CREATE TABLE StockInfo(
stockkey string,
stockmarket string,
stockcode string,
stockname string,
stockdate string,
stockopen string,
stockend string,
highest string,
lowest string,
ts string,
tn string,
zf string,
zdf string,
zde string,
ch string)
STORED BY 'org.apache.hadoop.hive.hbase.HBaseStorageHandler'
WITH SERDEPROPERTIES ("hbase.columns.mapping" = 
":key,
info:stockmarket,
info:stockcode,
info:stockname,
info:stockdate,
info:stockopen,
info:stockend,
info:highest,
info:lowest,
info:ts,
info:tn,
info:zf,
info:zdf,
info:zde,
info:ch
")
TBLPROPERTIES ("hbase.table.name" = "StockInfo");

Spark Streaming

SparkStreamTest

import com.alibaba.fastjson.JSON.parseObject
import com.alibaba.fastjson.{JSON, JSONArray, JSONObject}
import org.apache.hadoop.hbase.{HBaseConfiguration, TableName}
import org.apache.hadoop.hbase.client.{ConnectionFactory, Put}
import org.apache.hadoop.hbase.io.ImmutableBytesWritable
import org.apache.hadoop.hbase.mapred.TableOutputFormat
import org.apache.hadoop.hbase.util.Bytes
import org.apache.hadoop.mapred.JobConf
import org.apache.kafka.clients.consumer.ConsumerRecord
import org.apache.spark.streaming._
import org.apache.spark.SparkConf
import org.apache.kafka.common.serialization.StringDeserializer
import org.apache.log4j.{Level, Logger}
import org.apache.spark.rdd.RDD
import org.apache.spark.streaming.dstream.{DStream, InputDStream}
import org.apache.spark.streaming.kafka010.{KafkaUtils, LocationStrategies, LocationStrategy}
import org.apache.spark.streaming.kafka010.ConsumerStrategies.Subscribe

import scala.collection.mutable.ArrayBuffer

object SparkStreamTest {
  Logger.getLogger("org").setLevel(Level.ERROR);
  def main(args: Array[String]): Unit = {
    println("spark启动中")
    val conf = new SparkConf()
      .setMaster("local[*]")

Problems to solve:
1 - Answer these questions about the StockInfo code.
(a) What value is given for "hbase.table.name" in TBLPROPERTIES?
(b) Which column family precedes every mapped column name after ":key"?
(c) What argument is passed to setMaster?
2 - Quote the StockInfo code, beginning at the words "import scala.collection.mutable.ArrayBuffer" and stopping after "conf = new SparkConf()".

[Shape labeling records]
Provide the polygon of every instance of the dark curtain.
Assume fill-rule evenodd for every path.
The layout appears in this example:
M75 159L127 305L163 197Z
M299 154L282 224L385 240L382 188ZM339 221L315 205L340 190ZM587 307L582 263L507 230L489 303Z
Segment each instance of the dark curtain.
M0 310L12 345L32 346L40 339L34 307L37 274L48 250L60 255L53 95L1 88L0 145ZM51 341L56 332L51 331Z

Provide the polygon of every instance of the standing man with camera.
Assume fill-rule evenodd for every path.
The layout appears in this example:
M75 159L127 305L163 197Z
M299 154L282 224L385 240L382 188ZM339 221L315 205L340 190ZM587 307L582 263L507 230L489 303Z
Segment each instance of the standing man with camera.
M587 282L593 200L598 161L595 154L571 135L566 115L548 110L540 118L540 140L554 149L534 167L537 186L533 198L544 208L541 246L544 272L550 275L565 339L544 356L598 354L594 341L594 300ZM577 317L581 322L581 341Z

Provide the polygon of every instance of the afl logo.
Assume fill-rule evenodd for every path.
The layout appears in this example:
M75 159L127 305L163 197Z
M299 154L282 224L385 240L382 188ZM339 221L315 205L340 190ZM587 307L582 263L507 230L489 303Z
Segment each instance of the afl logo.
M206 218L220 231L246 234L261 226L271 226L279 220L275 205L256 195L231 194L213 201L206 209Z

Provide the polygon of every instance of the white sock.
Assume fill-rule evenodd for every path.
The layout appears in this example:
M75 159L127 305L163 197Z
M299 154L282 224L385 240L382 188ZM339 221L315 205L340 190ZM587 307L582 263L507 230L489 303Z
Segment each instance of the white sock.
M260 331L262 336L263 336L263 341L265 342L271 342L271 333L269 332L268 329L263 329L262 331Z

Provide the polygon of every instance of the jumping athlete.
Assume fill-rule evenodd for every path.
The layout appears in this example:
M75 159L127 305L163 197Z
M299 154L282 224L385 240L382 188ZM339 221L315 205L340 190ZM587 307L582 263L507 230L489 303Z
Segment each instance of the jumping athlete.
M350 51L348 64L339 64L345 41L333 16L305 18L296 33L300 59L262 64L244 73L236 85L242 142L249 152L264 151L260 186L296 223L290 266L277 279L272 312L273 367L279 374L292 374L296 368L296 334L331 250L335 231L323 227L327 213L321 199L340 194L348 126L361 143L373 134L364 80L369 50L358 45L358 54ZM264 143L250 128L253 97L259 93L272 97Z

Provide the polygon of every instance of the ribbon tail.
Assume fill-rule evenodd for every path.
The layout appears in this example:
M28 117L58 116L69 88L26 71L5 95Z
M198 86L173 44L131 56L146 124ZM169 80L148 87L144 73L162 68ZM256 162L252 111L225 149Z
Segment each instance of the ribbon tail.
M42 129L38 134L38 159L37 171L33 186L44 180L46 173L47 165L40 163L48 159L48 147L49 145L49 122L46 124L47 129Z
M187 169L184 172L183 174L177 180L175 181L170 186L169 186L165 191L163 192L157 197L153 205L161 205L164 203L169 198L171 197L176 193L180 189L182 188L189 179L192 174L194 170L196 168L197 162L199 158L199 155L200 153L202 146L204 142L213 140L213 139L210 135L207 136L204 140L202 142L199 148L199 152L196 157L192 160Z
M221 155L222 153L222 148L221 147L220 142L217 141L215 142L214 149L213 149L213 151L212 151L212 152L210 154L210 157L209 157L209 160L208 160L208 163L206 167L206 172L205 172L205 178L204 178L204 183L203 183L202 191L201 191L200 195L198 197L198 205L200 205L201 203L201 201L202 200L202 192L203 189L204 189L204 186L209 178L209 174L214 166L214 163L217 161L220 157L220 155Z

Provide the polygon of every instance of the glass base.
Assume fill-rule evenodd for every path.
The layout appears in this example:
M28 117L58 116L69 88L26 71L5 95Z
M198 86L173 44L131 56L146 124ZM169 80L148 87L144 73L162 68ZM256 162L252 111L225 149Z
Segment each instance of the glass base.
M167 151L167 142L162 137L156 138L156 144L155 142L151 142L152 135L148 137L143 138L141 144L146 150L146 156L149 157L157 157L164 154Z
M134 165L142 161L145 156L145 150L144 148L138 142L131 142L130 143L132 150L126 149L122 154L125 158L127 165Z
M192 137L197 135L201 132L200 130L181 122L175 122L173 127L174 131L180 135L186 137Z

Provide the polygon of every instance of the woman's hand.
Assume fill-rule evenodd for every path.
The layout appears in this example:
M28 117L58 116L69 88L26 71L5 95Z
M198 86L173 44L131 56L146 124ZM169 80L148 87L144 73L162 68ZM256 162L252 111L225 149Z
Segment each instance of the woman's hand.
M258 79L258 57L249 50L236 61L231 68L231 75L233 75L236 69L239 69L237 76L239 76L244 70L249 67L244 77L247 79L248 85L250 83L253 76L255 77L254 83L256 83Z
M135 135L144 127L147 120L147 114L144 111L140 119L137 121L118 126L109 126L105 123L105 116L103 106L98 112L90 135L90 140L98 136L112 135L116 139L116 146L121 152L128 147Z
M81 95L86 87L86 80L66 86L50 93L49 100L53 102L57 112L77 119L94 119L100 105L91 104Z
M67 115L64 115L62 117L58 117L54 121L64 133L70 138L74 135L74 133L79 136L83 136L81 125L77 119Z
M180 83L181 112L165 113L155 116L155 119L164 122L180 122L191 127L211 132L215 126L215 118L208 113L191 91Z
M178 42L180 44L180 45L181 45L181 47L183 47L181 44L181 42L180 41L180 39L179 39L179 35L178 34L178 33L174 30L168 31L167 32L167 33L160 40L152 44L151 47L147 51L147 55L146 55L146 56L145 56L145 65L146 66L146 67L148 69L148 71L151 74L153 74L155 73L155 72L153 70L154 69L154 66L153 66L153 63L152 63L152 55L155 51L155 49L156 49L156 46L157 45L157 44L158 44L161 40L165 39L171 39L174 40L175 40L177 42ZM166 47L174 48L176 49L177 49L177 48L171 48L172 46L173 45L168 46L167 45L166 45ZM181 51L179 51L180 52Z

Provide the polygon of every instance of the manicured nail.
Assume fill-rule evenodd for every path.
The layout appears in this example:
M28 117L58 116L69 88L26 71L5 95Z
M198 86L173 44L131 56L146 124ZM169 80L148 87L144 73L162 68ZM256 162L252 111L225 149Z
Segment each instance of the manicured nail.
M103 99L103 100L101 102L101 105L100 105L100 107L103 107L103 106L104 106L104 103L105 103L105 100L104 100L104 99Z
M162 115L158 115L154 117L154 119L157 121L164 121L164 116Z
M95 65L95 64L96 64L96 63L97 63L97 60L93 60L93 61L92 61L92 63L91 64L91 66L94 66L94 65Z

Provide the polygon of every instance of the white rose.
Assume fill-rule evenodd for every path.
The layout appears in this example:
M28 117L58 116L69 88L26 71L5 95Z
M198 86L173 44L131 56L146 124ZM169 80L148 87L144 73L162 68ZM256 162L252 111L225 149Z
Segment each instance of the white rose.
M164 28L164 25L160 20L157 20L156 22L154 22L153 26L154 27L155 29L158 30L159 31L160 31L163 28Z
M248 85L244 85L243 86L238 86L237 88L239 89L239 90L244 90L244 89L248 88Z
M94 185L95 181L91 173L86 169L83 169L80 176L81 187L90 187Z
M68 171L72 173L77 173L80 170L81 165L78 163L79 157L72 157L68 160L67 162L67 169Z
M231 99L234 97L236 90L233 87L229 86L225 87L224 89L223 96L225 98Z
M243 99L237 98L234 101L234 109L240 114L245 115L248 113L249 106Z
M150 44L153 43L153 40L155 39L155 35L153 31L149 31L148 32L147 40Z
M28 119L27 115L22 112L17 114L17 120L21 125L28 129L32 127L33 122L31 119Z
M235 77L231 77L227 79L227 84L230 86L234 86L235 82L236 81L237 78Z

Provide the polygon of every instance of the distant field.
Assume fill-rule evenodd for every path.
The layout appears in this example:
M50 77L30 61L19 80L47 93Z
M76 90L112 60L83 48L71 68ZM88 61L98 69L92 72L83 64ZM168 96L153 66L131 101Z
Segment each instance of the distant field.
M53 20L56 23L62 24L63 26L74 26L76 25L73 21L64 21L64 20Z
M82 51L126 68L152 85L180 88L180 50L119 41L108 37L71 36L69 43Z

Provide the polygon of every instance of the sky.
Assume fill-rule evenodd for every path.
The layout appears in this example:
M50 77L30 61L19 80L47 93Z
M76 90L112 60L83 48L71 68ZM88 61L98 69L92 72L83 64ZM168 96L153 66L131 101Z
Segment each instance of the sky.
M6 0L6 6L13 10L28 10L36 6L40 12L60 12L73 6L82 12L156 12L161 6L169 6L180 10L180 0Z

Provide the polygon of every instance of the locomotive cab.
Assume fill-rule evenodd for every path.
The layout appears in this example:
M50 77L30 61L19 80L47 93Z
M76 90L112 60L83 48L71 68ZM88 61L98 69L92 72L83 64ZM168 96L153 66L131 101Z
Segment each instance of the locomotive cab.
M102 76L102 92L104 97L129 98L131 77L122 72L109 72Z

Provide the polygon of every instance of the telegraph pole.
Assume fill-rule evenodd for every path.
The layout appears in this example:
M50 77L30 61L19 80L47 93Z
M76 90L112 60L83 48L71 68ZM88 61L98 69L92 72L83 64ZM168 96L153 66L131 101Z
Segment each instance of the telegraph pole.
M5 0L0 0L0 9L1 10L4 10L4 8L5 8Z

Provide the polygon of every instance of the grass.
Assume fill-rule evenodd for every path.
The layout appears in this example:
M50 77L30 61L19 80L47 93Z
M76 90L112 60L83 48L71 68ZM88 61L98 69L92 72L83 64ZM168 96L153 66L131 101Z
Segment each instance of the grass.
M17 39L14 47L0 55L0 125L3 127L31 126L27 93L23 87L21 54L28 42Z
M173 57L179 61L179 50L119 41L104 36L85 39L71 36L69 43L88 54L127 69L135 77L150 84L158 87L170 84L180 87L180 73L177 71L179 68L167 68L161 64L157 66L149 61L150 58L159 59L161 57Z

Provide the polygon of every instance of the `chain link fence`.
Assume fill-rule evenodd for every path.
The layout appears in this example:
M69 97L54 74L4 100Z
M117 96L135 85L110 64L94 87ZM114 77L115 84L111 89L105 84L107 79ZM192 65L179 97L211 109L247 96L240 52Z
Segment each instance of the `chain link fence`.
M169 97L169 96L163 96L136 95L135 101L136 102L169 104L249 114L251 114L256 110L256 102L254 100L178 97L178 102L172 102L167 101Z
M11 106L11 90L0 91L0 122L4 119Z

Solved problems:
1 -
(a) StockInfo
(b) info
(c) local[*]

2 -
import scala.collection.mutable.ArrayBuffer

object SparkStreamTest {
  Logger.getLogger("org").setLevel(Level.ERROR);
  def main(args: Array[String]): Unit = {
    println("spark启动中")
    val conf = new SparkConf()